**Goal**
Put each line of the items below into a Markdown table with the columns No. and Line, numbering the rows and skipping any blank lines. Leave the pictures out of the table.
─── Raw data
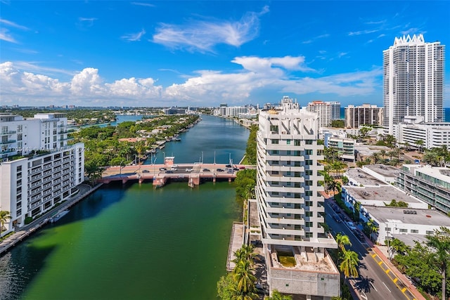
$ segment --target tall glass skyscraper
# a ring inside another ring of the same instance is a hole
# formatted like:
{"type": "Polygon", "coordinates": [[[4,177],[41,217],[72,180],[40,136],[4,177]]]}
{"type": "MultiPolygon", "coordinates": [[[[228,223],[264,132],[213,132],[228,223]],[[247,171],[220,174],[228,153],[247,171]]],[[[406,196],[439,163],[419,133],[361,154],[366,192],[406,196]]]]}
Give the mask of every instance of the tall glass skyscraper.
──────
**Answer for the task**
| No. | Line |
|---|---|
| 1 | $ segment --target tall glass skyscraper |
| 2 | # a ring inside another ring of the same instance is a hole |
| 3 | # formatted like: |
| 4 | {"type": "Polygon", "coordinates": [[[4,177],[41,217],[72,180],[40,136],[4,177]]]} |
| 5 | {"type": "MultiPolygon", "coordinates": [[[[228,223],[264,132],[213,132],[228,223]],[[247,171],[220,174],[228,153],[247,171]]],[[[406,196],[439,163],[419,133],[361,154],[366,192],[406,196]]]]} |
| 6 | Give the mask of every instance of the tall glass skyscraper. |